TEXT =
— BEGIN —

A direct P2P protocol handler for inference requests under shared/inference/src/protocol_handler.rs which implements iroh's ProtocolHandler trait to accept incoming inference requests over the direct P2P connection.
Updates to shared/inference/src/protocol.rs to allow for OpenAPI API style /v1/chat/completions messages and some tests.
Refactoring of the Rust bridge at python/python/psyche/vllm/rust_bridge.py to use OpenAPI API style /v1/chat/completions messages. These changes are reflected in shared/inference/src/node.rs, shared/inference/src/vllm.rs, and shared/inference/src/protocol.rs with some testing.
The inference node main code at architectures/inference-only/inference-node/src/main.rs can now read bootstrap peers from a given file, and rebroadcast availability over gossip every 30 seconds.
(MIGHT BE IMPORTANT ❗ ) Updating shared/network/src/lib.rs and shared/network/src/router.rs to use an internal init_internal method, plus a method called init_with_custom_protocol to use a custom protocol on initialization.
Adding axum and tower to dependencies in Cargo.toml and architectures/inference-only/inference-node/Cargo.toml.

— END —

JOBS =
1 - Transcribe the change list word for word, from "Refactoring of the" to "every 30 seconds.".
2 - List every distinct file path in the change list that begins with shared/inference/src/.

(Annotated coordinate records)
— BEGIN —

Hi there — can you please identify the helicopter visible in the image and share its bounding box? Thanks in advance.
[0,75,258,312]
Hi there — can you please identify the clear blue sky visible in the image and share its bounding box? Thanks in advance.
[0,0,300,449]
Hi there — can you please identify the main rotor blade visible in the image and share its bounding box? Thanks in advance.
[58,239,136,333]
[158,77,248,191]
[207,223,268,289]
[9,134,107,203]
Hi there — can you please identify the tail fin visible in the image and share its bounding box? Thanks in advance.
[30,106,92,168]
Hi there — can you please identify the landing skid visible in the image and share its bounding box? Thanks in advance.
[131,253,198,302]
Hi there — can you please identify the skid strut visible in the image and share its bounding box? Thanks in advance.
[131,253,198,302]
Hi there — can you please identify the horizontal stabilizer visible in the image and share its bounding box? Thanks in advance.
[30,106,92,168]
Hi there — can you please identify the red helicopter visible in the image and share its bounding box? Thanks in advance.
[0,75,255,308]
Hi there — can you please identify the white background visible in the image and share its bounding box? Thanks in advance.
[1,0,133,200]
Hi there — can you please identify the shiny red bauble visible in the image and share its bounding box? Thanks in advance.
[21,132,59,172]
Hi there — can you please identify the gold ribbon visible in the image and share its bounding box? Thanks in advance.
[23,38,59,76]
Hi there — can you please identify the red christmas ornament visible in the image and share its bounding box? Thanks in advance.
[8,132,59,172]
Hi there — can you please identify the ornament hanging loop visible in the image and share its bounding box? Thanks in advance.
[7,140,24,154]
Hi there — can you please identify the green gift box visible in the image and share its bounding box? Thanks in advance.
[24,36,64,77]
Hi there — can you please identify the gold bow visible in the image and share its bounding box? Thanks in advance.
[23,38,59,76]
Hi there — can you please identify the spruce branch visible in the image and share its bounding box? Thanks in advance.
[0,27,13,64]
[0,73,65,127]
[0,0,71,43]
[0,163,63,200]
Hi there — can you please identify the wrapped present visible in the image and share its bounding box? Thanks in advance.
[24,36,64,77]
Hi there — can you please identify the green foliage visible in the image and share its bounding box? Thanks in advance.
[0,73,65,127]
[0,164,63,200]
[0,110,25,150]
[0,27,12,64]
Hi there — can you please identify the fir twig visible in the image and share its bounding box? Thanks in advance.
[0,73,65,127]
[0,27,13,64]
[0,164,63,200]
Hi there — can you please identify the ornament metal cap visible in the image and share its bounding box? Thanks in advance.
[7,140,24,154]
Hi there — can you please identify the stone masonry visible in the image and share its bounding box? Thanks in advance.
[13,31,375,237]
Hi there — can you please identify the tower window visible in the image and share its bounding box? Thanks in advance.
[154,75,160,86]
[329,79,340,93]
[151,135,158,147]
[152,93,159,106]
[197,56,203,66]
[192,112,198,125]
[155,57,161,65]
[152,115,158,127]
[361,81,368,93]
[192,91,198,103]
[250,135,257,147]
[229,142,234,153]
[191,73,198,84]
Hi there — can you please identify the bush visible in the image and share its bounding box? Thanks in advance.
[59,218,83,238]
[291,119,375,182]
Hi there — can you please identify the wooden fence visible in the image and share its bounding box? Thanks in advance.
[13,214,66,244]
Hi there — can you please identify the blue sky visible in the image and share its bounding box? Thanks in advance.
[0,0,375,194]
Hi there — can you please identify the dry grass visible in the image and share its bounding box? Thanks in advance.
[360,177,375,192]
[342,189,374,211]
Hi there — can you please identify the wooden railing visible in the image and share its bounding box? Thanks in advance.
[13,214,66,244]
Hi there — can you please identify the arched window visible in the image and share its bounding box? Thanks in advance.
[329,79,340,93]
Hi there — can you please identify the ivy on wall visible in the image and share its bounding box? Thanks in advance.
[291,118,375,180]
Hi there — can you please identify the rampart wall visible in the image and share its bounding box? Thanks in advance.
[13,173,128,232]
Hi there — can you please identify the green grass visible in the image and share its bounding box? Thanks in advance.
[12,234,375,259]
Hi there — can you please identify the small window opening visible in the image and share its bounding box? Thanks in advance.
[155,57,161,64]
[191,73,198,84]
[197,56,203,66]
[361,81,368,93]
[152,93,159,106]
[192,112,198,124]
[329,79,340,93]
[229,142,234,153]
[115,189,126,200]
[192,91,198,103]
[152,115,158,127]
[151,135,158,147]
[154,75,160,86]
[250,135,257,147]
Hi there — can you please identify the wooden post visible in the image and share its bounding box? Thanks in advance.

— END —

RESPONSES FOR EACH TASK =
1 -
Refactoring of the Rust bridge at python/python/psyche/vllm/rust_bridge.py to use OpenAPI API style /v1/chat/completions messages. These changes are reflected in shared/inference/src/node.rs, shared/inference/src/vllm.rs, and shared/inference/src/protocol.rs with some testing.
The inference node main code at architectures/inference-only/inference-node/src/main.rs can now read bootstrap peers from a given file, and rebroadcast availability over gossip every 30 seconds.

2 -
shared/inference/src/protocol_handler.rs
shared/inference/src/protocol.rs
shared/inference/src/node.rs
shared/inference/src/vllm.rs